## Direction A
Output the listing below verbatim, running from its start through the line that contains "[406,173,435,294]", with both ends included, and leave the pictures out of your answer.

DE RUEHSI #1418/01 1641321
O 131321Z JUN 07

C O N F I D E N T I A L SECTION 01 OF 03 TBILISI 001418 
E.O. 12958: DECL: 06/13/2017 
Classified By: Ambassador John F. Tefft for reasons 1.4 (a), (b) & (d). 
1. (C) Summary.  The Friends of the Secretary General (FSG) 
delivered a demarche, as agreed in capitals, to the Georgian 
Government on June 4 and to the Abkhaz de facto authorities 
in Sukhumi on June 8.  The demarche pressed both sides to 
calm tensions, re-engage in dialog, implement confidence 
building measures, and participate in a Geneva format meeting 
to discuss further steps.  The Georgian side responded that 
they are open to all forms of dialog without pre-conditions. 
However, the Georgians would not participate in a Geneva 
format meeting in New York and offered no indication that 
they would close or move the Patriot Camp located near the 
conflict zone.  The Abkhaz side responded that they will not 
participate in any meetings until the Georgians remove the 
Government-in-Exile from the Upper Kodori Gorge (UKG) and 
convert the police there to local hire.  End Summary. 
--------------------------------------------- ---- 
The Georgians Want to Meet Without Preconditions 
--------------------------------------------- ---- 
2. (C) The Friends of the Secretary General (FSG), 
represented by the German, French and U.S. DCMs and the 
Russian Ambassador, delivered the demarche as agreed to in 
FSG capitals to the Georgian Government on June 4, 
represented by Deputy Foreign Minister Manjgaladze and Deputy 
State Minister for Conflict Resolution Abashidze.

## Direction B
Can you return, word for word, the part of the cable above that opens with the words containing "delivered a demarche, as" and closes with "dialog without pre-conditions."?

## Provided records
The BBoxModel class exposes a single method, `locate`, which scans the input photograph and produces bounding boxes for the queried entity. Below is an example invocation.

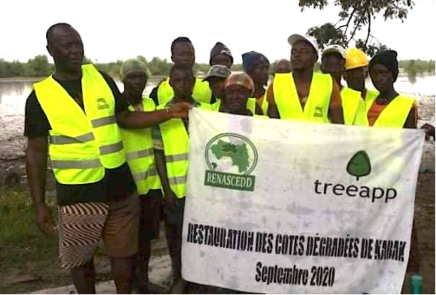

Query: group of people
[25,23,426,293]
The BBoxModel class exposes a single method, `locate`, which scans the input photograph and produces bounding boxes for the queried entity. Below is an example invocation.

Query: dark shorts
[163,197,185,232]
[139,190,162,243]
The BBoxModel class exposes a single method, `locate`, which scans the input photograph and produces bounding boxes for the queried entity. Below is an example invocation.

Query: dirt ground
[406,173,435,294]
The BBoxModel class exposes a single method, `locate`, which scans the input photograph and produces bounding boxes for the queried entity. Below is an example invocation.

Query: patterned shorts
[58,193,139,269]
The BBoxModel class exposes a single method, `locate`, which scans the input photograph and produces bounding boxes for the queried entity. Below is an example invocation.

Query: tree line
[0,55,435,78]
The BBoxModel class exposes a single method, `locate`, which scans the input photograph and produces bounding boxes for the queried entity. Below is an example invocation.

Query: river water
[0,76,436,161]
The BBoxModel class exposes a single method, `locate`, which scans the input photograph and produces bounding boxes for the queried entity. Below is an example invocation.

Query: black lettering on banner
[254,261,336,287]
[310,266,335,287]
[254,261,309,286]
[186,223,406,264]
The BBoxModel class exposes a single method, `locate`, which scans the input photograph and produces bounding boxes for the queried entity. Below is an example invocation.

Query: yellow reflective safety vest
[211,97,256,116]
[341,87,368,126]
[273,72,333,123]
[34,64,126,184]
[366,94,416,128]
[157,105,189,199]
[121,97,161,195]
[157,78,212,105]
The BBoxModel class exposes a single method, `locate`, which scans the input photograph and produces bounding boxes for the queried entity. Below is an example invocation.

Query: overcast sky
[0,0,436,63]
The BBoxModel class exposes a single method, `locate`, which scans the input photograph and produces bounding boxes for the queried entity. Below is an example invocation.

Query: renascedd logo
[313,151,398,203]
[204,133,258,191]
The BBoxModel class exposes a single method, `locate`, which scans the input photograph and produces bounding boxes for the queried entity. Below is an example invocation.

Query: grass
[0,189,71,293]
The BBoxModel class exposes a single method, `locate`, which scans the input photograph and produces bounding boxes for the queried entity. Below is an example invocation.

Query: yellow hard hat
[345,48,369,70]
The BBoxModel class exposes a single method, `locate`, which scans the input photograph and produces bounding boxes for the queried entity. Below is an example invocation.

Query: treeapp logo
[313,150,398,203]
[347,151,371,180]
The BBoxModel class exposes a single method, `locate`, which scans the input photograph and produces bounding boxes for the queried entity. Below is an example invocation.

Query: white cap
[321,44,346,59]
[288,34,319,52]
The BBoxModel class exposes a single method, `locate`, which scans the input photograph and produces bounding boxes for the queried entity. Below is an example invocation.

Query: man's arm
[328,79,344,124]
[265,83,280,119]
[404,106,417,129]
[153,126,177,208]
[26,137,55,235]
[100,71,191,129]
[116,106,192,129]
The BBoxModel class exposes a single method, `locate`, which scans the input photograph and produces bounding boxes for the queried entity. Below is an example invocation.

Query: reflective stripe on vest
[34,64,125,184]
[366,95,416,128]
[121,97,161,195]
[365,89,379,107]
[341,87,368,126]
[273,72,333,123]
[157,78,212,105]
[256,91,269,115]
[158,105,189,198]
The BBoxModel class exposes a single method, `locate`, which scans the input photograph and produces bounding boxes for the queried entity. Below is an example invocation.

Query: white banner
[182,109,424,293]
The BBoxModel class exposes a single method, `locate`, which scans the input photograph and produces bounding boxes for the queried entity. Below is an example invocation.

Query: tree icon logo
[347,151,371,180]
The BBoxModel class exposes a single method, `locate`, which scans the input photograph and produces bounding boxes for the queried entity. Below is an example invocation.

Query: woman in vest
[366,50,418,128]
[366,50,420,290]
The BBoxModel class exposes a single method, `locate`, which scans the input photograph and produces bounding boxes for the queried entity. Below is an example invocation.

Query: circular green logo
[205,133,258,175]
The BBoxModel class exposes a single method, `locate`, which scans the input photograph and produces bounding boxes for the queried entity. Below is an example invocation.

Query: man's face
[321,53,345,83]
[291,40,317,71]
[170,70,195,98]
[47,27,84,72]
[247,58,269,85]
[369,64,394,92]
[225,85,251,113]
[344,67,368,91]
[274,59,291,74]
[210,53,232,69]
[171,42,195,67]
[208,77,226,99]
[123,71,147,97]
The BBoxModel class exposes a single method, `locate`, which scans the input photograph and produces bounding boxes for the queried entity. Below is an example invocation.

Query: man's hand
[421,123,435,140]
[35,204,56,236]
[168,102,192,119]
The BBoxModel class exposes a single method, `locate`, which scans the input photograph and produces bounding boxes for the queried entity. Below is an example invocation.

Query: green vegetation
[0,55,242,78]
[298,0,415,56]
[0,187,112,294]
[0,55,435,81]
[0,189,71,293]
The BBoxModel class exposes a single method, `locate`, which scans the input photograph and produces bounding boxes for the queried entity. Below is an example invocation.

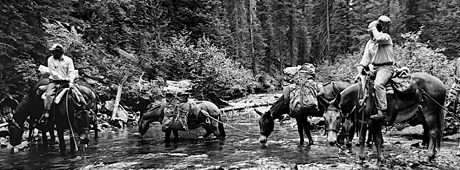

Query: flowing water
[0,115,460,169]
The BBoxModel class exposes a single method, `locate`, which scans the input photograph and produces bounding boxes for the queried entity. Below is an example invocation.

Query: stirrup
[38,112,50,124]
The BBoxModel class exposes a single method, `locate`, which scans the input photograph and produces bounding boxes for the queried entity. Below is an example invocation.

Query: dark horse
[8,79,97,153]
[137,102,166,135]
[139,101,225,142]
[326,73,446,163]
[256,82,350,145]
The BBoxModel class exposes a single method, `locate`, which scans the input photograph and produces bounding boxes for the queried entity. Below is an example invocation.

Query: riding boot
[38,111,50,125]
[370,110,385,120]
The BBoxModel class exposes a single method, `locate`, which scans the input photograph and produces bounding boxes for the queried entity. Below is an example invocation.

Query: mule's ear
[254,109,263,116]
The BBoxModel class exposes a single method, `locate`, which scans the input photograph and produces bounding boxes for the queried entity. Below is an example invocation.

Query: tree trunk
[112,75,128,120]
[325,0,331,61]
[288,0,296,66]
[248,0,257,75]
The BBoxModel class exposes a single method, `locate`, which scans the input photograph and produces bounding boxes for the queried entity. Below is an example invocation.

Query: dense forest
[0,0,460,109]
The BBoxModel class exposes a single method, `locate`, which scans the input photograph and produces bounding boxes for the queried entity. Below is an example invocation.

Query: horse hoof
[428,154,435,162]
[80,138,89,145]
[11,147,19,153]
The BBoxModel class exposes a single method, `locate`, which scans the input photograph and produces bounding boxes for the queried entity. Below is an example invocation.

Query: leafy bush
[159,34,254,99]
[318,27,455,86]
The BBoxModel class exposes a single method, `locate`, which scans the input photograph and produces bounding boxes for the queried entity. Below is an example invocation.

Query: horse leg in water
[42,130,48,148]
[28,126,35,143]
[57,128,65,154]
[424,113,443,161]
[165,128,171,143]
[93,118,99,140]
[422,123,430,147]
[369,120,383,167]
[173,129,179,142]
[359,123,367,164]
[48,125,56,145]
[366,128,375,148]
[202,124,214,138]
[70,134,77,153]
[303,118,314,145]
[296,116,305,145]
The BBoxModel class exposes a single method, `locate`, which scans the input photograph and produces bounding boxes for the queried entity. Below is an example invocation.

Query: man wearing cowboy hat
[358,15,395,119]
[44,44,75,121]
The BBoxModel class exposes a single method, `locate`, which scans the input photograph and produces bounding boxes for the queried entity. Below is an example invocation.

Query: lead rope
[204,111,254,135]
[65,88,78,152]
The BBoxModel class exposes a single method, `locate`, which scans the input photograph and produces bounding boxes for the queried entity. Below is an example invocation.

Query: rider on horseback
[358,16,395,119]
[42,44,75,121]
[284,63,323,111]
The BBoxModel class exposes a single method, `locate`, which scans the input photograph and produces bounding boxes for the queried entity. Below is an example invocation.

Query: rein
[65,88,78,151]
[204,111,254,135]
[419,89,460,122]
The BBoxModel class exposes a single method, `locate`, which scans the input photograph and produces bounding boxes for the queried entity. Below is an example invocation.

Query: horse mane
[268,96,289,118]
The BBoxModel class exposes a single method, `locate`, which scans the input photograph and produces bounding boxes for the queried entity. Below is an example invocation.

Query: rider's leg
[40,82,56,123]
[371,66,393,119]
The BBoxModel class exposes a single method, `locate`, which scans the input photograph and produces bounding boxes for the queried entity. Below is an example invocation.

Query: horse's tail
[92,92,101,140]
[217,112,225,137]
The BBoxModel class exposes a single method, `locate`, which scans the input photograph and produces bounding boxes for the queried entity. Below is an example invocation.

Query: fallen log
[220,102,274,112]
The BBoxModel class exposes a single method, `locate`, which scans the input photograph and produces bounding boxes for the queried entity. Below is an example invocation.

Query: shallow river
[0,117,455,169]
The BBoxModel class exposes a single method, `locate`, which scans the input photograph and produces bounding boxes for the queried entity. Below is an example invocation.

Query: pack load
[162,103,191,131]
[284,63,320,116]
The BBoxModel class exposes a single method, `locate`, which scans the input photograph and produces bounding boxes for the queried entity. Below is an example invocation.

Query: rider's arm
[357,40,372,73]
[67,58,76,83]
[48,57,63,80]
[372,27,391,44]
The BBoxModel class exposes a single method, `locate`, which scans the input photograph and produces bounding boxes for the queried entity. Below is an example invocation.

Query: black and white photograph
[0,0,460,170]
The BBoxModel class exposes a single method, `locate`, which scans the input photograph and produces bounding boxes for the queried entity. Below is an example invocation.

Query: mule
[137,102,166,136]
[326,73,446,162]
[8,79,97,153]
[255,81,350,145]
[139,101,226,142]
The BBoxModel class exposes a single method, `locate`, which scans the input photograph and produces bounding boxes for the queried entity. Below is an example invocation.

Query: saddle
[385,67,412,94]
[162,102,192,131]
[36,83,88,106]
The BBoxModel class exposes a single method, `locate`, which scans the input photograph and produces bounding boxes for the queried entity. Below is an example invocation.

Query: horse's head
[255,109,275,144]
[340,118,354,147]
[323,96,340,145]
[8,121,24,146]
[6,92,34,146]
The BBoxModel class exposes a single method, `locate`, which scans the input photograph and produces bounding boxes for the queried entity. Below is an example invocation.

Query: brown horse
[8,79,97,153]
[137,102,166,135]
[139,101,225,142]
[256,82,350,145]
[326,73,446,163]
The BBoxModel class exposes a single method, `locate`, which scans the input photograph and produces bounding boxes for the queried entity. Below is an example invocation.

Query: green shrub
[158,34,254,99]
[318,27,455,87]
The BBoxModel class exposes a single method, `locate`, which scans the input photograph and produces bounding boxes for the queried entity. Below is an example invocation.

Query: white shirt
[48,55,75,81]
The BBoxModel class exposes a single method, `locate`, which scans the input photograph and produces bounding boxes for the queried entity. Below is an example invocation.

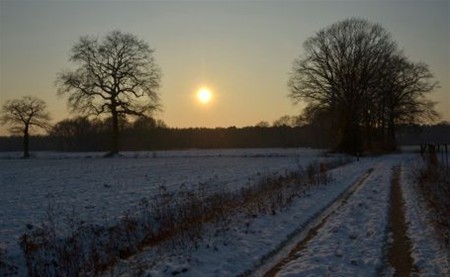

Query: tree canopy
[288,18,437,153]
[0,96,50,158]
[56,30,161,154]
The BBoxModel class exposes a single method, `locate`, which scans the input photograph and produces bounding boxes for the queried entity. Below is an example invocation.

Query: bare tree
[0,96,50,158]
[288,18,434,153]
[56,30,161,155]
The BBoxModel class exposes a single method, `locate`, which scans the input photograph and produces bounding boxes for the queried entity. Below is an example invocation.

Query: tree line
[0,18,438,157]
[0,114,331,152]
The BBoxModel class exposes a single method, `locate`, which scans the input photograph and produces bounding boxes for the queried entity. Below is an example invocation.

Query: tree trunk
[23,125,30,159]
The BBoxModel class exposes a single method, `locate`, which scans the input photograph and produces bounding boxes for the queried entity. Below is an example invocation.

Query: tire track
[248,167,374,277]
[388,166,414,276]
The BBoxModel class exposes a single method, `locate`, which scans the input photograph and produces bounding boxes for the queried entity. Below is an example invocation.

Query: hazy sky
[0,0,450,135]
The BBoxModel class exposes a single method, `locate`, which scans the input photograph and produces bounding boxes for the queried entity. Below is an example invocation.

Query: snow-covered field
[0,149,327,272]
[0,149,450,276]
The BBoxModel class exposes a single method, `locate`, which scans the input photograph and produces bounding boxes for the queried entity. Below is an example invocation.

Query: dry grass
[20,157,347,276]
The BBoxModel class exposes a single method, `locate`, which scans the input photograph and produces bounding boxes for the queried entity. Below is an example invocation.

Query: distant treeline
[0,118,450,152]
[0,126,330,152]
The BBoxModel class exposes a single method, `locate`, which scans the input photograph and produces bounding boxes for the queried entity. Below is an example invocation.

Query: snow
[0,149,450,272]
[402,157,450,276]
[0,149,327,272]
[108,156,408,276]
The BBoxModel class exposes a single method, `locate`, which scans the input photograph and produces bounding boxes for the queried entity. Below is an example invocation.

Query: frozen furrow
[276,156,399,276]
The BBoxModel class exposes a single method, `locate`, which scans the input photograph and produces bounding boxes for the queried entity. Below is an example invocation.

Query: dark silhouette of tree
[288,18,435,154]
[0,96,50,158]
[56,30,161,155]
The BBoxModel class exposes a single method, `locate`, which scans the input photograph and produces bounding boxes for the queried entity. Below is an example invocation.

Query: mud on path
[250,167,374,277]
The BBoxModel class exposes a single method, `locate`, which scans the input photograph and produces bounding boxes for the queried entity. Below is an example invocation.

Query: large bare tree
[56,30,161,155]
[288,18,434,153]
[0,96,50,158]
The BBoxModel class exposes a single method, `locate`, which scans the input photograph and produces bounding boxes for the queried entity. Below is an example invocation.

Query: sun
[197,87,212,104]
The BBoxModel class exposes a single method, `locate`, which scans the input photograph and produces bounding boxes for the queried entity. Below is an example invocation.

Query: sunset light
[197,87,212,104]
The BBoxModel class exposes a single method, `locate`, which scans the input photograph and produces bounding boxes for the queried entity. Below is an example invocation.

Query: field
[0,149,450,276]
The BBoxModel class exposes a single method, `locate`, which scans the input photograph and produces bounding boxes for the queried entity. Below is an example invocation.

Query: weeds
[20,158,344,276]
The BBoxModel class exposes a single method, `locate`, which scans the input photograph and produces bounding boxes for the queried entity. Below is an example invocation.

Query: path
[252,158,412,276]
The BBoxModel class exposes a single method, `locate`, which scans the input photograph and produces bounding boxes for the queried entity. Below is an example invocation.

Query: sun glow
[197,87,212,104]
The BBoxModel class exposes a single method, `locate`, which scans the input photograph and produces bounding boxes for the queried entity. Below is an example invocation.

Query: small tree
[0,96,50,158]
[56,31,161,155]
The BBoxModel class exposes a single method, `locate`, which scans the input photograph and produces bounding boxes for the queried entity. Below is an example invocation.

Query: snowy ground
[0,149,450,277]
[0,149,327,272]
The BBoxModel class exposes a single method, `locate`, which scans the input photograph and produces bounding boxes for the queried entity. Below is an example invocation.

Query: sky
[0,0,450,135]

## Final result A
The BBoxModel class exposes a single method, `locate`, which scans the input photograph and produces bounding boxes for the queried entity. Below is an example invocation.


Query: group of people
[25,23,426,293]
The BBoxModel class exposes a single method, `locate`, which scans the input photograph and produces bounding boxes for the queried entity. Below is an example invocation.

Query: dark shorts
[163,197,185,232]
[139,190,162,243]
The BBoxModel class exposes a single method, `locate`, which scans the input photograph and produces bounding boxes for the queried entity. Below is an example invocation.

Query: dirt ground
[406,173,435,294]

## Final result B
delivered a demarche, as agreed in capitals, to the Georgian 
Government on June 4 and to the Abkhaz de facto authorities 
in Sukhumi on June 8.  The demarche pressed both sides to 
calm tensions, re-engage in dialog, implement confidence 
building measures, and participate in a Geneva format meeting 
to discuss further steps.  The Georgian side responded that 
they are open to all forms of dialog without pre-conditions.